* [Provided text]
┌──

I've been pondering my own pantheon.  I created a few interesting gods for LEW, but I've pondered an entire pantheon before.

If I get some free time, maybe I will.  Heck, I'd let NLF use it too if he wanted too.


----------



## Bront (Dec 22, 2005)

Rystil Arden said:
			
		

> Well, that's only if you're roleplaying them as NPCs.  I mean that the deities themselves are just rather...uninspiring.  When I read any other set of gods I've seen, it always inspires me to great new character ideas that I want to play.  When I read the Greyhawk gods, the only thing they inspire me to do is to find another set of gods as quickly as possible.
> 
> Now if a random D&D player, say my little brother who doesn't care one way or the other for mythologies said that, I wouldn't really find it unusual, but I find my opinion to be telling (to me, which is possibly biased ) because that I am a mythology enthusiast and I love learning about all sorts of random real-world mythologies (I don't really know anyone who knows more random mythology stuff).  The only religion, real or fictional, that I have ever seen that bores me and doesn't make me want to study it is the Greyhawk pantheon
> 
> That is, of course, just me though



I believe it's somewhat bland by design though.

What do you think of the LEW mythos?


----------



## Nonlethal Force (Dec 22, 2005)

Rystil Arden said:
			
		

> That is, of course, just me though




Yepppers, I agree.  That's just you.    

...

...

No, I see what you mean.  I think they could have more stuff about them.  They are missing the real world elements of mythology.  How did/do the gods interact?  Who is allied with whom?  Why do they have the names they do?  [Okay, besides Corelion Larethian - and his name should be changed just because it's impossible to spell correctly wihtout looking!]

anyway, I see where you are going.  I use 'em cause they're there and they work well enough for the PbP games.  Why mess with a good thing?


----------



## Nonlethal Force (Dec 22, 2005)

Oh - and up to 15 hopefuls posted.  Not bad.  I don't envy you and that decision....


----------



## Rystil Arden (Dec 22, 2005)

Bront said:
			
		

> I've been pondering my own pantheon.  I created a few interesting gods for LEW, but I've pondered an entire pantheon before.
> 
> If I get some free time, maybe I will.  Heck, I'd let NLF use it too if he wanted too.



 I once created a small starting pantheon with its own mythos for a game where the gimmick was that everyone started by making 12th-level PCs who had just gained Divine Rank 0 from a strange meteorite shower.  It was cool--I could probably give an option on a poll to run that one as a PbP game eventually too 

Also, I created a bunch of the religion for Eyros, working collectively with others (though I didn't get to write the Religion section of the PDF, so if you don't like it, it wasn't me! ), which was pretty cool.

└──

* [Information given]
┌──

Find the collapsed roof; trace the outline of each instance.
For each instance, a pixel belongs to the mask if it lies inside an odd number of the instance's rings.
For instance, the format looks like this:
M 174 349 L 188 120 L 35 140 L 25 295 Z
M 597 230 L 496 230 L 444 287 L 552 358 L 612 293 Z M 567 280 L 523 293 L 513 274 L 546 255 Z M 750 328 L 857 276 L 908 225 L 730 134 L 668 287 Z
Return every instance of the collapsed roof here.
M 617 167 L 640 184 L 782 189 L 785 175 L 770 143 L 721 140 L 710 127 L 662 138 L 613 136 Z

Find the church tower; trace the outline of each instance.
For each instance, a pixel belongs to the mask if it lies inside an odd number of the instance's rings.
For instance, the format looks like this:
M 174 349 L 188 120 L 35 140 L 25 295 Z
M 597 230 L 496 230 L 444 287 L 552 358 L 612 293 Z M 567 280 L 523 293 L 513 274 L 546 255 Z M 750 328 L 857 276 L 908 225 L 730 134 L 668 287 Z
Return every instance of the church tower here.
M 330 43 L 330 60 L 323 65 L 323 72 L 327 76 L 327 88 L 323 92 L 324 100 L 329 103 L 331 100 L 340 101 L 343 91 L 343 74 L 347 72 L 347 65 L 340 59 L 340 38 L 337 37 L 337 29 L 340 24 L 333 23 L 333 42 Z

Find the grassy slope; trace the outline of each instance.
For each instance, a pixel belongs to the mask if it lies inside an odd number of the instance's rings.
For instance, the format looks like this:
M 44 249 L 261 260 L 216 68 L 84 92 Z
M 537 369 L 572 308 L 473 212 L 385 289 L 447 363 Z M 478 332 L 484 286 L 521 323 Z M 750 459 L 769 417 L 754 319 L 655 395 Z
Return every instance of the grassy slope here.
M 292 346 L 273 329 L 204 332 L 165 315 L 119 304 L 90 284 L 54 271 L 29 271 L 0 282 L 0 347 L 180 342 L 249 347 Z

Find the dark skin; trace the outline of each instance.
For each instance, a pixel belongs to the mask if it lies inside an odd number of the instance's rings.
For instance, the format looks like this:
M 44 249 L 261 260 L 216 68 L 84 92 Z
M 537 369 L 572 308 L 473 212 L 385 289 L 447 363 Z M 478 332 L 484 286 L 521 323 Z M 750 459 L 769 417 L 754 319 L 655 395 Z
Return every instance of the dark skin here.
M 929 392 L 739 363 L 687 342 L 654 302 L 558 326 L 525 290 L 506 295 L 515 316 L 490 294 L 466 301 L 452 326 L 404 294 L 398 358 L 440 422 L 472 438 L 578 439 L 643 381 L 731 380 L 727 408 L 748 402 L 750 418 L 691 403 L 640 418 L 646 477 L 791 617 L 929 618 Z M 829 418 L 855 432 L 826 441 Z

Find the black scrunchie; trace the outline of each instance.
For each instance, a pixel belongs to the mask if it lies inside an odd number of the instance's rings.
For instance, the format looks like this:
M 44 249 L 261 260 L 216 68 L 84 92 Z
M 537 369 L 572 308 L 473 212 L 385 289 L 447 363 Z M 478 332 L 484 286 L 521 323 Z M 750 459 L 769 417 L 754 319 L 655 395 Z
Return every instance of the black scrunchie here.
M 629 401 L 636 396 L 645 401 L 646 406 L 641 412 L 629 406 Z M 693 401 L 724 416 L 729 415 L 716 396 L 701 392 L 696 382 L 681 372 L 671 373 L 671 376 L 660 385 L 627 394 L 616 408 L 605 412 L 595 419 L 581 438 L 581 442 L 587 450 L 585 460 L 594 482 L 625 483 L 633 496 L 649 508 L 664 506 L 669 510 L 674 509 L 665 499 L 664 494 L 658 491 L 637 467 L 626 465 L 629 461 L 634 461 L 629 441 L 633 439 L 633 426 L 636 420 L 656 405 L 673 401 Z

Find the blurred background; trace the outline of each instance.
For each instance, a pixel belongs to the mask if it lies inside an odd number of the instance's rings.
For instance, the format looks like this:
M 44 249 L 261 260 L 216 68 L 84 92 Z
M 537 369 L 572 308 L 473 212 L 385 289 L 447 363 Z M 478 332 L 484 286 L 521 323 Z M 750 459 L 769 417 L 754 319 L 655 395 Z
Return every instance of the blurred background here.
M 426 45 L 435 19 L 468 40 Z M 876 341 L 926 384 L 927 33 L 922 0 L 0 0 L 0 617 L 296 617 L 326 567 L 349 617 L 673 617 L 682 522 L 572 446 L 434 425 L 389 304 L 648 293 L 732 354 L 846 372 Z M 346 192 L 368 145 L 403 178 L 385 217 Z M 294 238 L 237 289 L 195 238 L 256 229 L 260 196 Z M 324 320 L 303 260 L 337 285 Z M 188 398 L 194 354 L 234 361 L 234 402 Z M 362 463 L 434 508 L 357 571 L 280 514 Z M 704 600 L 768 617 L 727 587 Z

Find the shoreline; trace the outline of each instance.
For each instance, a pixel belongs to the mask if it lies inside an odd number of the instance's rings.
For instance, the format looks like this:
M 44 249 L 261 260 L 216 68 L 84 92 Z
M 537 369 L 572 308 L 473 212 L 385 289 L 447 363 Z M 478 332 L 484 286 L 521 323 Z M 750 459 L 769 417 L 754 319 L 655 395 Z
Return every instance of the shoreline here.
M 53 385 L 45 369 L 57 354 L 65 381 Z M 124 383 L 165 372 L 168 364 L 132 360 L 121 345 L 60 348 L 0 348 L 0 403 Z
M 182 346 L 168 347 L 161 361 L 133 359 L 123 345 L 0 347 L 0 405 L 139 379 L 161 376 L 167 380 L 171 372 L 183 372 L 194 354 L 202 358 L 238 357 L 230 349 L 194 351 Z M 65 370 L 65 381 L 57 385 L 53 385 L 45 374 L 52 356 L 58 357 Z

└──

* [What you have to do] Continue the forum thread about Greyhawk's gods and homemade pantheons from its last post.

* [Result of this exercise]
I've also sometimes used obscure or not-so-obscure real-world pantheons too.

In the end, I guess anything that works for each GM is what is best.  I just cringe whenever I hear the words 'Pelor', 'Mayaheine', or 'Boccob' because they brings bad images to my mind   That said, when I edited and helped run a highschool Quizbowl Tournament (it's like a quiz gameshow with teams) and one of the players guessed Obid-Hai as their answer for a question about the Celtic Dagda, it made me laugh a lot


----------



## Rystil Arden (Dec 22, 2005)

Bront said:
			
		

> I believe it's somewhat bland by design though.
> 
> What do you think of the LEW mythos?



 And I think you're right about that, Bront.  It was created bland and listless because that makes it much much easier to port into a generic world (I had to do work to port FR to my world, but I gladly did it because I love mythology).

LEW?  I'll admit it's hit-and-miss to me, but I think that's to be expected from a pantheon that evolves by vote on random proposals, rather than having someone create a coherent pantheon from the start.


----------



## Nonlethal Force (Dec 22, 2005)

Well, at least you have an informed dislike for the pantheon.  That I can respect.

Nothing worse than the ole "If it's not _____, it sucks."  And then when you ask why they say "Well, just cause I always play _____."


----------



## Rystil Arden (Dec 22, 2005)

> No, I see what you mean. I think they could have more stuff about them. They are missing the real world elements of mythology. How did/do the gods interact? Who is allied with whom? Why do they have the names they do?




Yep, I definitely agree with you on those, and I also think that deities like Mhyriss should not be so hidden that you can barely know they exist.  Know who she is?  Unleashed did when I mentioned her before, but I didn't after years of playing D&D until about a year ago.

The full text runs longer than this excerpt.